I can confess that apart from my career path I have always dreamt about having my own family which currently is my biggest source of happiness and fulfilment.
When I was growing up, my first passion was dance, especially Tap dance. Starting from the age of five, I enrolled for a weekly dance school where I was trained in Ballet, Jazz and Tap dance, and I adored Tap for its combination of physical movement and rhythm. But towards the end of high-school, I found a second passion in physics and loved how much insight one can gain about the inner workings of this world by breaking down a complex process into its parts that can be analysed one by one. This is in fact not very different from the process in dance as well, and, I guess, my fascination of the complexities that can arise from a combination of simple processes that arise to one big choreography is what keeps me going.
In my first year of university, I took an optional module that combined lectures about cell division and the experiments at the marine biology station using sea urchins. The cleavage of the sea urchin embryos in real time under the microscope was so beautiful - it fascinated me. The module was led by Dr. Issei Mabuchi, who had discovered ~10 years previously that the cleavage of the animal cell at cell division is driven by a similar mechanism to muscle contraction. He told me that I was watching the real scientific problem, i.e., regardless of accumulating anatomical knowledge such as which part of the mitotic spindle positions the site of cleavage, almost nothing was known about the mechanisms at a molecular level. I somehow believed that this is something worth spending many years of my life trying to solve. I hope you, in this course, find something that might keep you inspired through your life, or at least learn the skills that will help you to do so in the future.
I grew up in East Germany as a daughter of a theoretical physicist and a microbiologist, so science was somehow pre-programmed. I went to a grammar school with a focus on natural sciences, maths and technology. In the meantime, the wall came down and my world became quite a bit larger. I went to Hamburg to study biochemistry and molecular biology, a course with an intake of 20 students with a lot of time spent in various labs from analytical and physical chemistry to virology, plant genetics and protein biochemistry. When looking for a PhD position, I figured out that one can study transport inside cells. So off I went to the other side of Germany to study molecular motors and microtubules - and got hooked. My lab is still studying motors and microtubules with a wide range of techniques from imaging live cells to biochemistry and biophysics.

● Data extracts
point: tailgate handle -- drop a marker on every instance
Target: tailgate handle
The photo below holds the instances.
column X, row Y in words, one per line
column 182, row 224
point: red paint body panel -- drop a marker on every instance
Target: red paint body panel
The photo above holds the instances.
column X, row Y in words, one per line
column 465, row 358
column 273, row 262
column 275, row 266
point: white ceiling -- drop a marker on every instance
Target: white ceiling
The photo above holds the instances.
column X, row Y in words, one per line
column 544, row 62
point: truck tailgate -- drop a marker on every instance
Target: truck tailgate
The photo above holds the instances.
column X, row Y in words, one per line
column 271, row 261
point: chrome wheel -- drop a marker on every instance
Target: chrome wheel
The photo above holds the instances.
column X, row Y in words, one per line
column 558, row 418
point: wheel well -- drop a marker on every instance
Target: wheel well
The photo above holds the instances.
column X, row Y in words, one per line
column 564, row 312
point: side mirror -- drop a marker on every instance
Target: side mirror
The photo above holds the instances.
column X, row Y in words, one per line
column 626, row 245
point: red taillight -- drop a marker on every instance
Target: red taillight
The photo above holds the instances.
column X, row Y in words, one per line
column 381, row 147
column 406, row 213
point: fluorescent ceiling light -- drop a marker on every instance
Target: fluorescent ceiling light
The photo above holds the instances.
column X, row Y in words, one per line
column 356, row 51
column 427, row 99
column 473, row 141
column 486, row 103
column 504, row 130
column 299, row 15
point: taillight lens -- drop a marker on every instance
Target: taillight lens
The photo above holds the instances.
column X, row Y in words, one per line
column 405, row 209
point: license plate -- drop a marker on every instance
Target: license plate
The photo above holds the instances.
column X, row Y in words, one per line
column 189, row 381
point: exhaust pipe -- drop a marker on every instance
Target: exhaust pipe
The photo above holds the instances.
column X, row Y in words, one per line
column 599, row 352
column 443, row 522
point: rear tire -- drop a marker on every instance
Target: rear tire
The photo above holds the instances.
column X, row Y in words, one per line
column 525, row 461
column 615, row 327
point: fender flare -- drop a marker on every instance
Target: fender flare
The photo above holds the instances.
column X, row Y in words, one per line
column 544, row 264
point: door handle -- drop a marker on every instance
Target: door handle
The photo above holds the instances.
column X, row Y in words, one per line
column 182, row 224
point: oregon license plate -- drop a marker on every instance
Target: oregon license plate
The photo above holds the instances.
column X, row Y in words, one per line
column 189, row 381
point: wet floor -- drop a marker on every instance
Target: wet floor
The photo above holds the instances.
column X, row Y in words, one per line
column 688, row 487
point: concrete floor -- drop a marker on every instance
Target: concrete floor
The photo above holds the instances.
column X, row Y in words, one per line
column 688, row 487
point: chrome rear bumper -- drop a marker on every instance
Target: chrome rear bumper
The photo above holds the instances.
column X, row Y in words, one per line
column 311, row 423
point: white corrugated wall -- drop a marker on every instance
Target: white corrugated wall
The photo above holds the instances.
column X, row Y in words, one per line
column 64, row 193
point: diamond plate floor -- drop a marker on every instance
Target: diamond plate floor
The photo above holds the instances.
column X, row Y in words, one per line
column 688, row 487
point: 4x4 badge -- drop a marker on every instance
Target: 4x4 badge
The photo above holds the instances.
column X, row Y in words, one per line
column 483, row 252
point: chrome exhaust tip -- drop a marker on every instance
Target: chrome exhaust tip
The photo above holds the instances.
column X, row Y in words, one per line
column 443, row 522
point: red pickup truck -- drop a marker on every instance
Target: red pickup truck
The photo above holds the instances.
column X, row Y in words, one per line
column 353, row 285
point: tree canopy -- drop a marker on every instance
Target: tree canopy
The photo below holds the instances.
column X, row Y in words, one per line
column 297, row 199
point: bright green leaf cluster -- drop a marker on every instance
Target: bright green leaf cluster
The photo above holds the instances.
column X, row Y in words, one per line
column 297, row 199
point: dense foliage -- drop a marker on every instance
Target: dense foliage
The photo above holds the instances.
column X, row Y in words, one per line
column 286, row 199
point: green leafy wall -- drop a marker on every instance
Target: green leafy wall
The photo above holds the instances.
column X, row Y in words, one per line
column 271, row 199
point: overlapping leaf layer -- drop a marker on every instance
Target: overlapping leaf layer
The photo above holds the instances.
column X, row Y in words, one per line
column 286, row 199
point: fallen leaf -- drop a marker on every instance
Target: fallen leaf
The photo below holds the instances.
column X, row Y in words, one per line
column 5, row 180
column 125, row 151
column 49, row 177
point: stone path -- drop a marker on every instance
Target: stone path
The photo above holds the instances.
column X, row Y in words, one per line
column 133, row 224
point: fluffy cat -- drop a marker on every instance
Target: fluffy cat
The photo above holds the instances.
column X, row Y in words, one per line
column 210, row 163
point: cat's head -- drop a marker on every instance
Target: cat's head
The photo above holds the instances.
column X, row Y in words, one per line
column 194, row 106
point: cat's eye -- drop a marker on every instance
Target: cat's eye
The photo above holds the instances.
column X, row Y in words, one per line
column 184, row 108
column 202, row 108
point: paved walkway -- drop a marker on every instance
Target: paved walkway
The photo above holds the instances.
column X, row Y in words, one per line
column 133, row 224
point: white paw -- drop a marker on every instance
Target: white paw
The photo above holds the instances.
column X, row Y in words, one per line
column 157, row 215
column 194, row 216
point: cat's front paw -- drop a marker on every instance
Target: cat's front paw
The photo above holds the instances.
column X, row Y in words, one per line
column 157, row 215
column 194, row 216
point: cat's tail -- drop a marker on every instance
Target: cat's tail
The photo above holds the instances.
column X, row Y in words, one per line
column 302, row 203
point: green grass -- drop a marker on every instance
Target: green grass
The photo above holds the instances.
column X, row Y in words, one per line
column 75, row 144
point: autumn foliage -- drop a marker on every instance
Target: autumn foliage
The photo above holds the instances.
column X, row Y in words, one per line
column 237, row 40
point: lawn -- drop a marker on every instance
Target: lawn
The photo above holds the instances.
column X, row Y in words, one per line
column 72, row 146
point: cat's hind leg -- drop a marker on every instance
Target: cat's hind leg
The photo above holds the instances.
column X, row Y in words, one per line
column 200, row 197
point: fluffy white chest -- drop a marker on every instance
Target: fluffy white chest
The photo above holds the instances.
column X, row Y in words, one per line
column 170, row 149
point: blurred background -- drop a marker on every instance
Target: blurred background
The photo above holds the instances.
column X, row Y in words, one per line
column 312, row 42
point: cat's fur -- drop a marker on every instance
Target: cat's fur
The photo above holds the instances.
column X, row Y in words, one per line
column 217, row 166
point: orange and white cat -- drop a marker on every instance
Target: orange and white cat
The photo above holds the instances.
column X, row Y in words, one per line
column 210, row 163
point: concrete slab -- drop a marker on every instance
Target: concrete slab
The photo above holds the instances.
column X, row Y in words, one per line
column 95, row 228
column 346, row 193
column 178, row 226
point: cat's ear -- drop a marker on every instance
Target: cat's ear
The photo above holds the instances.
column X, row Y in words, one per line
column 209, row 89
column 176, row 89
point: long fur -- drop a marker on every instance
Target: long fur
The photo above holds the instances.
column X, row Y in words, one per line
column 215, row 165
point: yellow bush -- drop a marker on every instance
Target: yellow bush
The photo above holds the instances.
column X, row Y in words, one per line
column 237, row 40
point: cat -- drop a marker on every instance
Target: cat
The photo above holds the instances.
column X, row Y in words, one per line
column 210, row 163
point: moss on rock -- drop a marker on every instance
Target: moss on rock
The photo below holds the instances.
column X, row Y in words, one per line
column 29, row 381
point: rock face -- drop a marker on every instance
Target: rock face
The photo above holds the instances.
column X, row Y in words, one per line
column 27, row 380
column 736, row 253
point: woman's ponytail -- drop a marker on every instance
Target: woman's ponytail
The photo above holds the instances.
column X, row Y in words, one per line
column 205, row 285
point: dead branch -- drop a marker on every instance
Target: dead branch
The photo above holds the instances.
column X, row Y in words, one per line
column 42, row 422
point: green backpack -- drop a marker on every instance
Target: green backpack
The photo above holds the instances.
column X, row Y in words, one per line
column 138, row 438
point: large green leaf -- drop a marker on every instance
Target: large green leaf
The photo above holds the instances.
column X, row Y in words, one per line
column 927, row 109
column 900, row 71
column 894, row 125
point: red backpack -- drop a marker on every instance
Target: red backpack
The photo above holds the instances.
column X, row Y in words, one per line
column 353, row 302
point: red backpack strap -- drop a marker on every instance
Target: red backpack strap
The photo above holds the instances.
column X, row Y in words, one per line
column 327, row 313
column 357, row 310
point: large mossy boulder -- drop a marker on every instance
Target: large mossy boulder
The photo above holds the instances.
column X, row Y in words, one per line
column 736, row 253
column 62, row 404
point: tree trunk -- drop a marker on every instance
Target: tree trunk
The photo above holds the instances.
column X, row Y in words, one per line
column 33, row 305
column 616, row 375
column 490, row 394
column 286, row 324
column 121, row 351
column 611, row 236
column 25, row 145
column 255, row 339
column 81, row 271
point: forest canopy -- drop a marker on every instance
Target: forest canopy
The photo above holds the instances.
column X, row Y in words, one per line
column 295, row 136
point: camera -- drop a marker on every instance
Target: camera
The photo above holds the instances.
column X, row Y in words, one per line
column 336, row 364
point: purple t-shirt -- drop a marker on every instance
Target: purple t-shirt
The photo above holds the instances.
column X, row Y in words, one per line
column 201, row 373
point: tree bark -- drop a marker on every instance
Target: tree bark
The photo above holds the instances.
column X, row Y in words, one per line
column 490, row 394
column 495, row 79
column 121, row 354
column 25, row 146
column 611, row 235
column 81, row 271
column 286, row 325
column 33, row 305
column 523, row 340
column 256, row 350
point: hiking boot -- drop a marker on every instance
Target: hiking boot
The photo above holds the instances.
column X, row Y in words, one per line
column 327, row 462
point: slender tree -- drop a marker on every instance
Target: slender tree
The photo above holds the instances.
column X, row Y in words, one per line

● Try it
Continue the text about the writers' paths into science, starting right after its last sentence.

● Task result
I grew up in South Africa where I wanted to be a wildlife vet, but by the time I reached university my interests had moved on to much, much smaller things and I ended up studying microbiology. One of my final year courses was virology which I absolutely loved, and so I was really happy to carry this on during my PhD where I worked on influenza viruses. My research group now focuses on using microscopy and other biophysical methods to study a range of different viruses, as well as developing new ways to diagnose viral pathogens. It’s fascinating to work at the interface of biology and physics, and this degree offers a fantastic opportunity to learn how interdisciplinary research works.
Over the last 12 years, I have enjoyed working in a variety of roles in the education sector, before joining Warwick Medical School in 2020. As Undergraduate Coordinator, I will be your first point of contact for providing help, information and administrative assistance on all aspects of your course. I am looking forward to meeting you all and supporting you throughout the duration of your studies at WMS!
I have a mainly customer service based background, previously working in hospitality. My first role at Warwick Medical School was as a secretary within the postgraduate education team.
In my current role, I am one of the first points of contact for our undergraduate students, providing information, advice and administrative support on all aspects of our undergraduate courses.